▸ **Task**: Select and copy every line in the listing below that contains the word "provide".

--- START OF Records to use ---

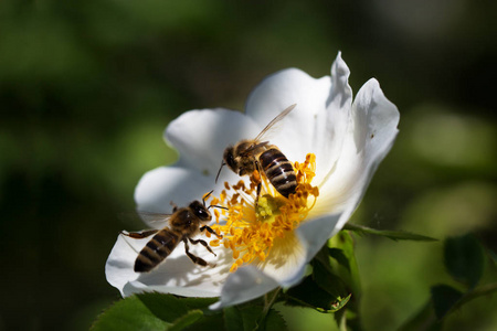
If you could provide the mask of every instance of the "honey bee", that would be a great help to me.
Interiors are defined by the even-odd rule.
[[[221,207],[218,205],[205,206],[205,199],[212,193],[209,192],[202,202],[195,200],[191,202],[186,207],[178,207],[173,205],[172,214],[151,214],[152,217],[162,217],[163,221],[168,222],[168,226],[162,229],[149,229],[141,233],[124,233],[121,234],[140,239],[154,235],[154,237],[147,243],[147,245],[140,250],[135,260],[135,273],[148,273],[157,267],[162,260],[165,260],[172,250],[178,246],[180,242],[184,243],[184,250],[187,256],[194,263],[201,266],[210,265],[203,258],[198,257],[190,253],[189,242],[193,245],[201,244],[214,256],[215,253],[212,252],[208,243],[203,239],[192,239],[197,234],[208,231],[211,234],[222,238],[221,235],[216,234],[207,223],[212,220],[212,215],[209,212],[210,207]],[[145,213],[145,215],[149,215]],[[202,225],[203,224],[203,225]]]
[[[296,105],[292,105],[276,116],[255,139],[244,139],[234,146],[229,146],[224,150],[223,161],[219,169],[219,174],[223,166],[228,166],[239,175],[252,175],[255,170],[264,172],[271,184],[285,197],[295,193],[297,178],[295,170],[285,154],[269,141],[262,141],[265,135],[274,128],[278,121],[287,116]],[[261,182],[257,185],[257,197],[261,193]]]

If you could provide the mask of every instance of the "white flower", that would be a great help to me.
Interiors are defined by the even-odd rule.
[[[255,259],[247,258],[248,263],[239,264],[237,269],[232,268],[236,264],[235,253],[223,245],[213,247],[216,256],[201,245],[190,245],[193,254],[216,264],[201,267],[186,256],[180,244],[156,269],[137,274],[135,259],[149,238],[119,235],[105,269],[110,285],[123,296],[159,291],[220,297],[212,308],[244,302],[278,286],[296,285],[306,264],[349,220],[398,134],[399,111],[384,97],[378,82],[368,81],[352,103],[349,74],[338,54],[331,76],[315,79],[289,68],[267,77],[250,95],[245,114],[226,109],[192,110],[173,120],[165,136],[178,149],[180,159],[141,178],[135,192],[138,210],[170,213],[170,201],[188,205],[212,189],[214,194],[222,194],[224,182],[234,184],[241,180],[224,168],[214,184],[226,146],[255,138],[293,104],[297,104],[296,108],[282,120],[271,136],[271,143],[292,162],[303,162],[309,153],[316,156],[311,185],[319,189],[319,194],[309,199],[309,207],[302,222],[295,223],[295,229],[288,231],[284,238],[271,238],[269,249]],[[248,177],[243,180],[250,182]],[[264,185],[262,195],[265,193],[274,195],[271,185]],[[254,194],[245,194],[250,215],[244,217],[255,220],[251,196]]]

--- END OF Records to use ---

▸ **Final result**:
If you could provide the mask of every instance of the "honey bee", that would be a great help to me.
If you could provide the mask of every instance of the "white flower", that would be a great help to me.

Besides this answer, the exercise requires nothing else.